### Dataset records
•••••

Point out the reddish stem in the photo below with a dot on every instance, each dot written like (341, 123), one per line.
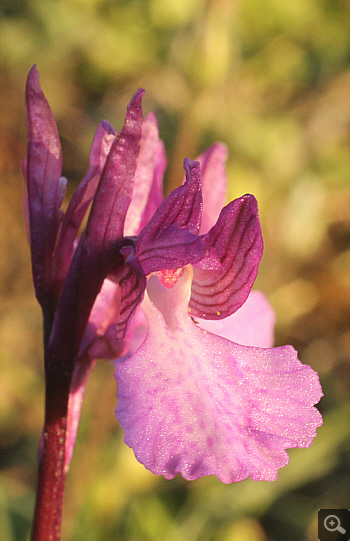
(51, 474)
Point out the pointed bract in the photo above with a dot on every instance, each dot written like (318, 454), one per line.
(82, 198)
(148, 192)
(45, 187)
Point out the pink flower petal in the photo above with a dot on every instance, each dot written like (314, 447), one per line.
(148, 190)
(236, 238)
(197, 404)
(252, 324)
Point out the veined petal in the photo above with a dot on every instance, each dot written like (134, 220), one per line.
(236, 238)
(214, 183)
(252, 324)
(45, 187)
(170, 240)
(148, 191)
(197, 404)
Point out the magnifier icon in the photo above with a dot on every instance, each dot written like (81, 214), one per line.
(332, 524)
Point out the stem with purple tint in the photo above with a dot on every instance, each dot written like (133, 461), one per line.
(51, 473)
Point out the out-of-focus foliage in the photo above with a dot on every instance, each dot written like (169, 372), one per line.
(271, 79)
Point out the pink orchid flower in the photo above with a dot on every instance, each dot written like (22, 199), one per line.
(163, 286)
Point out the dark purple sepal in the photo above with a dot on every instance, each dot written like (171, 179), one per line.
(237, 240)
(97, 253)
(45, 187)
(132, 284)
(82, 198)
(170, 240)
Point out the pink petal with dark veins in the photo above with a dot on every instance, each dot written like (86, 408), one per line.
(197, 404)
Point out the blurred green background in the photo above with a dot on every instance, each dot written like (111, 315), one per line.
(271, 80)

•••••

### Request
Rewrite all of the records above as a numbered list without blank lines, and leave the pictures out.

### Exercise result
1. Point out the reddish stem in the photo below with a dot on every instance, each dot written like (341, 123), one per line.
2. (51, 474)
3. Point out the pointed bract in the photo above with a dot on every instance, each dot written like (318, 454), one per line.
4. (82, 198)
5. (148, 192)
6. (45, 187)
7. Point out the pink flower petal in the photo above with a dot on every instance, each dot written like (314, 447), one per line.
8. (148, 190)
9. (236, 238)
10. (197, 404)
11. (252, 324)
12. Point out the veined petal in the photo above with a dot on every instance, each dot written like (134, 220), one per line.
13. (236, 238)
14. (214, 183)
15. (252, 324)
16. (45, 187)
17. (170, 240)
18. (148, 191)
19. (197, 404)
20. Point out the magnifier icon in the photo above with a dot on every instance, each dot written like (81, 214), one per line.
21. (332, 524)
22. Point out the stem with purple tint in the photo above with a dot on every instance, each dot written like (133, 461), one per line.
23. (51, 473)
24. Point out the out-of-focus foliage in the photo above with a dot on every instance, each dot written like (169, 372), one per line.
25. (271, 79)
26. Point out the pink orchid flower in the photo above with a dot on every instance, each dot written like (22, 199), one per line.
27. (163, 286)
28. Point out the dark purple sepal in the photo above with a dot on every instance, each dot written like (171, 179), one per line.
29. (237, 240)
30. (97, 253)
31. (45, 187)
32. (132, 284)
33. (82, 198)
34. (170, 240)
35. Point out the pink petal with dark veins in the photo above with a dot on every instance, each dot written like (86, 408), one per line.
36. (197, 404)
37. Point out the blurred green background in the photo above with a dot on every instance, each dot written like (111, 315), one per line.
38. (271, 80)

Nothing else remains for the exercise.